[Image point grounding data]
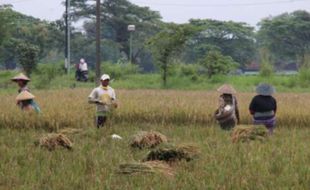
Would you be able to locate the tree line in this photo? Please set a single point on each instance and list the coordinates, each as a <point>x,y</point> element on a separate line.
<point>217,45</point>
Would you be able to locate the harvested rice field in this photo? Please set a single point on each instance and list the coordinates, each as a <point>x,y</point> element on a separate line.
<point>97,161</point>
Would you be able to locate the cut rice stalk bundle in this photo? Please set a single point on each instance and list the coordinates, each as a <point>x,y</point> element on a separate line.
<point>51,141</point>
<point>247,133</point>
<point>146,167</point>
<point>146,139</point>
<point>174,153</point>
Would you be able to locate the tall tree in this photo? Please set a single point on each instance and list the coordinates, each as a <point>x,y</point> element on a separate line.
<point>286,35</point>
<point>116,16</point>
<point>168,42</point>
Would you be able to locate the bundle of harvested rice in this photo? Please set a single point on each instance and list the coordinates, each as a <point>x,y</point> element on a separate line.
<point>247,133</point>
<point>174,153</point>
<point>146,139</point>
<point>69,131</point>
<point>146,167</point>
<point>50,141</point>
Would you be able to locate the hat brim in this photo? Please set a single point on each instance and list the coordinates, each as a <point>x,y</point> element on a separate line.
<point>265,90</point>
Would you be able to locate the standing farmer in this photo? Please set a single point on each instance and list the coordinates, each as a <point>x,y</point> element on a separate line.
<point>21,81</point>
<point>263,107</point>
<point>228,113</point>
<point>105,99</point>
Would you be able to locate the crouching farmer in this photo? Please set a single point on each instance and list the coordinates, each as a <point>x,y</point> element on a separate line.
<point>25,100</point>
<point>105,99</point>
<point>228,113</point>
<point>263,107</point>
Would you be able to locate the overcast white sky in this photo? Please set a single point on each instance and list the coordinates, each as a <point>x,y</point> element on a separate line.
<point>180,11</point>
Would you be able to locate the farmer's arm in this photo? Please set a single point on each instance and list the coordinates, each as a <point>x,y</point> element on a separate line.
<point>114,101</point>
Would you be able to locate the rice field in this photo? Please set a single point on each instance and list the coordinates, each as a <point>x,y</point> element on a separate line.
<point>281,162</point>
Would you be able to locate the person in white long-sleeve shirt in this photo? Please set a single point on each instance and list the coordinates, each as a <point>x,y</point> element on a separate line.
<point>105,99</point>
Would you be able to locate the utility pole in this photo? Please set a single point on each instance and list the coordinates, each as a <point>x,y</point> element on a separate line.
<point>97,41</point>
<point>67,48</point>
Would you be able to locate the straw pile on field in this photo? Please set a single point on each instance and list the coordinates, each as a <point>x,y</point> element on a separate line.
<point>51,141</point>
<point>174,153</point>
<point>147,167</point>
<point>247,133</point>
<point>69,131</point>
<point>146,139</point>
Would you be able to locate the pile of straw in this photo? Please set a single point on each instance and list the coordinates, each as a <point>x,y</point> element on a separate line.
<point>69,131</point>
<point>174,153</point>
<point>147,167</point>
<point>51,141</point>
<point>148,139</point>
<point>247,133</point>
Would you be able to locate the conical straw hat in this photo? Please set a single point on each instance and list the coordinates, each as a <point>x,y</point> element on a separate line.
<point>265,89</point>
<point>24,95</point>
<point>226,89</point>
<point>20,76</point>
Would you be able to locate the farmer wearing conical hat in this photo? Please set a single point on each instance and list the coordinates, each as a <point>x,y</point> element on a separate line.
<point>26,102</point>
<point>105,99</point>
<point>263,107</point>
<point>228,113</point>
<point>21,81</point>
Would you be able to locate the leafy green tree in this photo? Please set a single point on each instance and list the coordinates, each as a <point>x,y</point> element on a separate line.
<point>21,28</point>
<point>287,35</point>
<point>5,12</point>
<point>167,43</point>
<point>116,16</point>
<point>27,56</point>
<point>216,63</point>
<point>232,39</point>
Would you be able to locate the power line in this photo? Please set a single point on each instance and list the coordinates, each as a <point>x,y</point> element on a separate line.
<point>221,5</point>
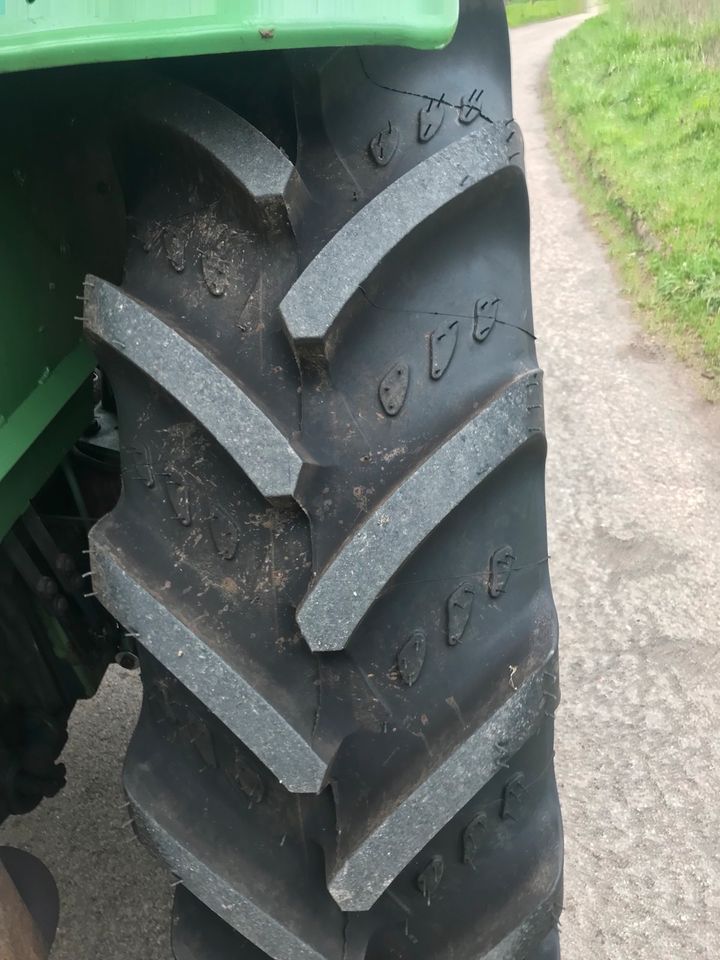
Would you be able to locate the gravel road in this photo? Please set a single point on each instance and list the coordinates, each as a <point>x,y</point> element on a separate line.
<point>633,489</point>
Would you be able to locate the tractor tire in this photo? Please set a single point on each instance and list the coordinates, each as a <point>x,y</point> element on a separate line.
<point>330,544</point>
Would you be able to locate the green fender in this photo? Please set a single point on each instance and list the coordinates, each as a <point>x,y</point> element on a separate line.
<point>45,397</point>
<point>52,33</point>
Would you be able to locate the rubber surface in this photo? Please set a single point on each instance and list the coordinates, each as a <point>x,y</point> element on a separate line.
<point>331,538</point>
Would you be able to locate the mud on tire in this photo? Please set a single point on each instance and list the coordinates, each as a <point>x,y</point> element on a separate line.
<point>331,541</point>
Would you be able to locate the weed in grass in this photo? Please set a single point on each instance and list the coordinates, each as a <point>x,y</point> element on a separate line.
<point>639,106</point>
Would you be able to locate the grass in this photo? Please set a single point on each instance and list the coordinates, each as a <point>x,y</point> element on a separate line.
<point>520,12</point>
<point>635,93</point>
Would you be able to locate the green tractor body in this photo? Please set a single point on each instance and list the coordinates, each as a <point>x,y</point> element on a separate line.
<point>44,363</point>
<point>271,431</point>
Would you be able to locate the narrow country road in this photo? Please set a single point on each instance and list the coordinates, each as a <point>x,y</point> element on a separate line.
<point>633,505</point>
<point>633,495</point>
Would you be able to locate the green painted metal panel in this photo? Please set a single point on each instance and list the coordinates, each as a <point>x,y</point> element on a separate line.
<point>51,33</point>
<point>43,456</point>
<point>41,405</point>
<point>60,211</point>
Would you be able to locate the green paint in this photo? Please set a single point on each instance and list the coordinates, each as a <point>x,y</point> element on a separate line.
<point>43,456</point>
<point>54,388</point>
<point>51,33</point>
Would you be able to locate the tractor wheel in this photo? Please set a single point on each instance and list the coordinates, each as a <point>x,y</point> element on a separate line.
<point>330,545</point>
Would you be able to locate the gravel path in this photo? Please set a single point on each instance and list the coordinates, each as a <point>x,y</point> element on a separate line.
<point>633,488</point>
<point>633,496</point>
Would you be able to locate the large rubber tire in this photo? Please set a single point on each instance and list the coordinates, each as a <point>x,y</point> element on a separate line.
<point>331,539</point>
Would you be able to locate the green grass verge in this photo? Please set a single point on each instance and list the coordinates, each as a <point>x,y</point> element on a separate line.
<point>520,12</point>
<point>638,105</point>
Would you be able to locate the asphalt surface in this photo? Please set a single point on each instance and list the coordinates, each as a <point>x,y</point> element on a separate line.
<point>633,495</point>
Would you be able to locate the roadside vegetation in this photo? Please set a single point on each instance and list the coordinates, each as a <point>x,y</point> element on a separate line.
<point>520,12</point>
<point>635,95</point>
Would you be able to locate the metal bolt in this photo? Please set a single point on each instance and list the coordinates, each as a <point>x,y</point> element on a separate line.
<point>60,606</point>
<point>64,563</point>
<point>46,587</point>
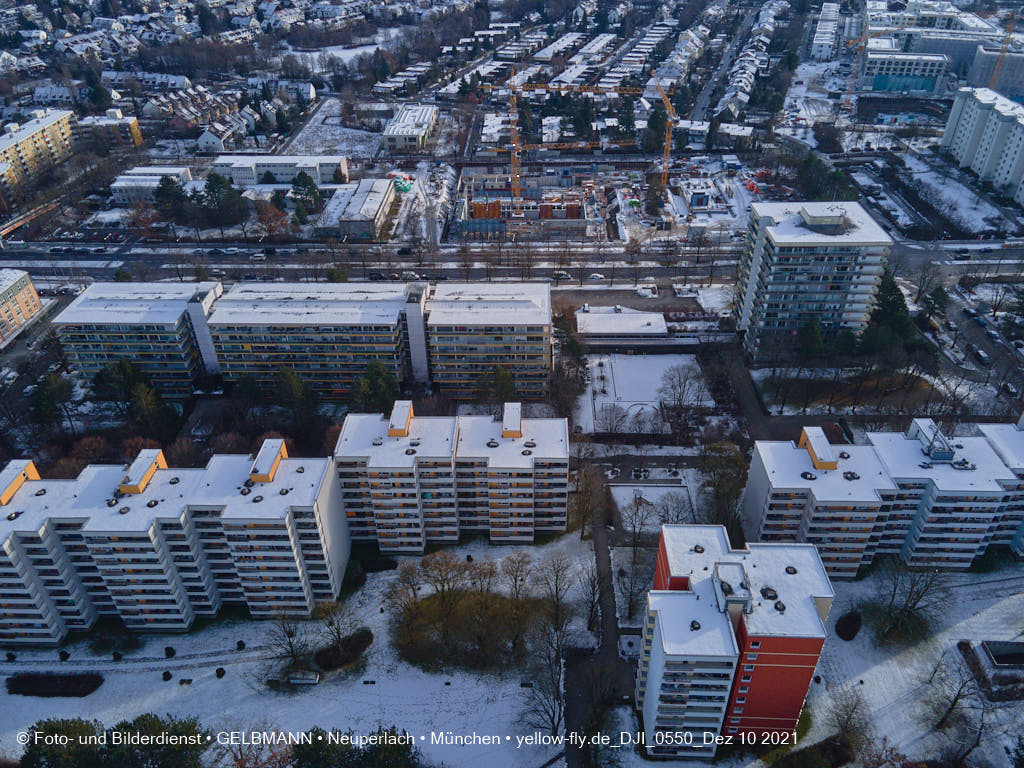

WHAT THE TASK REQUIRES
Return every line above word for word, minus images.

RESULT OF THE EXERCISE
Would you be able to locate the tree line in this photo? Please set a single point on each instance and list the coordinates, each as a <point>x,y</point> element on a separate line.
<point>217,45</point>
Would you be able to locate the harvested rice field in this photo? Please set a single point on each instance and list the coordinates, each as a <point>x,y</point> element on a separate line.
<point>97,161</point>
Would you be able to locate the cut rice stalk bundle in this photo? Please set a single point on each instance and list the coordinates, each as a <point>x,y</point> element on a separate line.
<point>51,141</point>
<point>247,133</point>
<point>146,167</point>
<point>146,139</point>
<point>174,153</point>
Would you be able to locate the tall tree in this photo? Please set a single point on each instance and list the coordinates, each as a <point>x,y</point> element on a separate line.
<point>286,35</point>
<point>116,16</point>
<point>168,42</point>
Would you be able to locate the bundle of harvested rice in this photo? Please set a single point on each instance and list the coordinates, each as a <point>x,y</point> element on a separate line.
<point>247,133</point>
<point>174,153</point>
<point>146,139</point>
<point>69,131</point>
<point>146,167</point>
<point>50,141</point>
Would you be able to locate the hat brim in this photo? Please set a single point on each instance and list the coordinates, each as a <point>x,y</point> element on a separate line.
<point>265,90</point>
Would you be able to locate the standing farmer in this photo? Please set a single point on each instance and list the coordinates, each as a <point>x,y</point> element on a separate line.
<point>21,81</point>
<point>263,107</point>
<point>228,113</point>
<point>105,99</point>
Would you be able to locate the crouching farmer in this photo? Please set a single point on each instance and list the coordinates, each as a <point>x,y</point> element on a separate line.
<point>25,100</point>
<point>105,99</point>
<point>228,113</point>
<point>263,107</point>
Would you be able to locate the overcast white sky in this photo? Please set a single point on each instance and list the coordinates, each as a <point>x,y</point> element on a separate line.
<point>180,11</point>
Would you be able to locate the farmer's arm in this photo? Please set a single point on each instance and list the coordinates, each as a <point>x,y</point> element on a separate line.
<point>114,101</point>
Would you be able to locate the rice field in this photo? Please set a single point on each instance and list the coordinates, each as a <point>x,y</point> element on a separate line.
<point>281,162</point>
Would you be able to locate the person in white long-sleeve shirt in this photo? Please set a single point on each instance and list the coordinates, each as a <point>x,y</point> element on a separate line.
<point>105,99</point>
Would you be able to locate the utility pole in this photo? Please set a single point on each instance and list the coordinates, each as a <point>x,y</point> element on a separate line.
<point>97,41</point>
<point>67,48</point>
Would you be able to locate the straw pile on field in this photo? Please set a single point on each instance and list the coordinates, each as a <point>x,y</point> element on a separate line.
<point>51,141</point>
<point>174,153</point>
<point>147,167</point>
<point>247,133</point>
<point>69,131</point>
<point>146,139</point>
Would you be able to locate the pile of straw in this photo? Please set a single point on each instance and list the coordinates, each as a <point>x,y</point> element on a separate line.
<point>69,131</point>
<point>174,153</point>
<point>147,167</point>
<point>51,141</point>
<point>148,139</point>
<point>247,133</point>
Would you be able to locate the conical straw hat in this photo? Please set a single point on each instance and list the coordinates, each as a <point>x,y</point> element on a separate line.
<point>265,89</point>
<point>24,95</point>
<point>226,89</point>
<point>20,76</point>
Would you be able to locate the farmer wearing conical hat in this photo? Please set a single point on each instance and list the coordinates, each as a <point>x,y</point> element on a separate line.
<point>26,102</point>
<point>105,99</point>
<point>263,107</point>
<point>228,113</point>
<point>21,81</point>
Would you be able to locate the leafy green tree in this photo? Please set a single point on each instance and list the coordinates, each as a <point>x,y</point> element on a separate line.
<point>21,28</point>
<point>287,35</point>
<point>5,12</point>
<point>167,43</point>
<point>116,16</point>
<point>27,56</point>
<point>216,63</point>
<point>232,39</point>
Would you be able to locate the power line in this photo? Please set a single point on each instance and list the coordinates, each as a <point>x,y</point> element on a separate line.
<point>221,5</point>
Would you be able to locate the gravel road in this photo? Please set a single point on each instance and list the coordinates, each as a <point>x,y</point> element on a separate line.
<point>633,489</point>
Would you be able to locate the tractor tire in this photo? Please set a single point on each instance and list the coordinates, each as a <point>x,y</point> element on a separate line.
<point>330,544</point>
Would you be able to locate the green fender in this photo? Please set a single point on each instance and list the coordinates, each as a <point>x,y</point> element on a separate line.
<point>45,397</point>
<point>52,33</point>
Would you be able to locate the rubber surface in this photo? Please set a single point on each instance and list the coordinates, each as a <point>x,y</point> element on a separate line.
<point>331,538</point>
Would you be able to locate the mud on tire in this photo? Please set a single point on each instance and list the coordinates, each as a <point>x,y</point> element on a separate line.
<point>331,541</point>
Would you be able to locate the weed in grass in this photo? Please set a single point on each instance and list the coordinates, each as a <point>x,y</point> element on a separate line.
<point>639,106</point>
Would you be able to locate the grass in this photo? Please set a single point on each instance and list the coordinates, each as a <point>x,y</point> element on a separate line.
<point>520,12</point>
<point>635,93</point>
Would you be able to locate the green tractor body in this photo? Please set a single point on each instance and list the coordinates, each as a <point>x,y</point> element on a separate line.
<point>44,363</point>
<point>271,431</point>
Would you be able to locate the narrow country road in this photo? Please set a single point on each instance and list the coordinates, each as a <point>x,y</point> element on a separate line.
<point>633,505</point>
<point>633,495</point>
Would you be able to locate the green painted metal panel in this photo? Please set a single point on each instance and list the coordinates, each as a <point>x,y</point> element on a separate line.
<point>51,33</point>
<point>43,456</point>
<point>41,405</point>
<point>60,211</point>
Would you be able to locate the green paint in this photo? Please set a single point on each instance and list the coordinates, each as a <point>x,y</point> element on a separate line.
<point>43,456</point>
<point>54,388</point>
<point>51,33</point>
Would you be able to locate the tractor wheel in this photo? Please set a single point on each instance and list the coordinates, each as a <point>x,y</point> element on a separate line.
<point>330,545</point>
Would you be able to locate the gravel path in this photo? Please set a single point on each instance and list the coordinates, each as a <point>x,y</point> element on a separate line.
<point>633,488</point>
<point>633,496</point>
Would you be able to locate the large rubber tire in this photo? Please set a single point on each instance and list the coordinates, each as a <point>x,y</point> element on a separate line.
<point>331,539</point>
Would you be able to locate the green grass verge in this photo? Please set a single point on each instance and list the coordinates, each as a <point>x,y</point> element on a separate line.
<point>520,12</point>
<point>638,105</point>
Would you be able to locate the asphalt surface in this photo? Please set a single point on each instance and list the coordinates, each as a <point>x,y</point> element on a separate line.
<point>633,495</point>
Would you be able to locate the roadside vegetation in this photo? Please set a single point on each instance and list the coordinates, each as a <point>x,y</point> element on a separate line.
<point>520,12</point>
<point>635,95</point>
Would you be able to locate the metal bolt in this photo? Please set a single point on each instance and list the coordinates, each as a <point>x,y</point> element on a separate line.
<point>60,606</point>
<point>64,563</point>
<point>46,587</point>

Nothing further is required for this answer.